Information provided:

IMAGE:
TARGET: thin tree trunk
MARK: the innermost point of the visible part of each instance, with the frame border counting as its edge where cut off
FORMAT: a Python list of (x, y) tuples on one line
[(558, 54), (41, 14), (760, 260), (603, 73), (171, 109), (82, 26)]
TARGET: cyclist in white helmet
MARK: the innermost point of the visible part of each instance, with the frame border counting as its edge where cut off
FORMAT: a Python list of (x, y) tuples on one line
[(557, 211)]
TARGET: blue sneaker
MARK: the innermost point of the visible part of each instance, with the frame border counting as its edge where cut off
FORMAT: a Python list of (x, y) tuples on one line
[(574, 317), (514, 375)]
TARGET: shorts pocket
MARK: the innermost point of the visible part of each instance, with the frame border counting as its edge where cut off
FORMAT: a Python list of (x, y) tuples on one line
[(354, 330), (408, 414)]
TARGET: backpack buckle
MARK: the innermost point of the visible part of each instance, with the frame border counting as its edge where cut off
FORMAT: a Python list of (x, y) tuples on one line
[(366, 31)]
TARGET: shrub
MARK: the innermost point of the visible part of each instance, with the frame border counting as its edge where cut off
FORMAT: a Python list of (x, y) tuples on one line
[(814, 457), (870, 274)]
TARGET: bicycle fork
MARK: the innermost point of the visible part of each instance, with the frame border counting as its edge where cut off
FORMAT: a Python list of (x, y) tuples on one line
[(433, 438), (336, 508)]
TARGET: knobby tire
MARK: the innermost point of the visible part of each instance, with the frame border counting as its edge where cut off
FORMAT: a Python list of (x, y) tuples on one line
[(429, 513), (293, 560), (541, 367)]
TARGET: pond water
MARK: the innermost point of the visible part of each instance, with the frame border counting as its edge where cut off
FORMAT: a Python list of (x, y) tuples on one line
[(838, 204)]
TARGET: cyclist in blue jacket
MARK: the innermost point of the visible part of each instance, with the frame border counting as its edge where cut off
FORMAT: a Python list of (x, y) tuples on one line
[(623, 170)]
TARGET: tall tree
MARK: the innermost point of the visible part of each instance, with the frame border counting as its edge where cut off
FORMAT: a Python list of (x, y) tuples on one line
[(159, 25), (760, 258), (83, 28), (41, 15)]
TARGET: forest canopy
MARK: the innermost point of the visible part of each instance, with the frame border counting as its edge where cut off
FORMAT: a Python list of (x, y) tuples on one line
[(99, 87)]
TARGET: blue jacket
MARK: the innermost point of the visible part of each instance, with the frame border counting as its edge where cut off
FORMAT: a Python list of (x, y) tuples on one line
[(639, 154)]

The problem: Among the lines above, find the ones containing "jacket" and copy them.

Finished task:
TARGET: cyclist in blue jacket
TARGET: blue jacket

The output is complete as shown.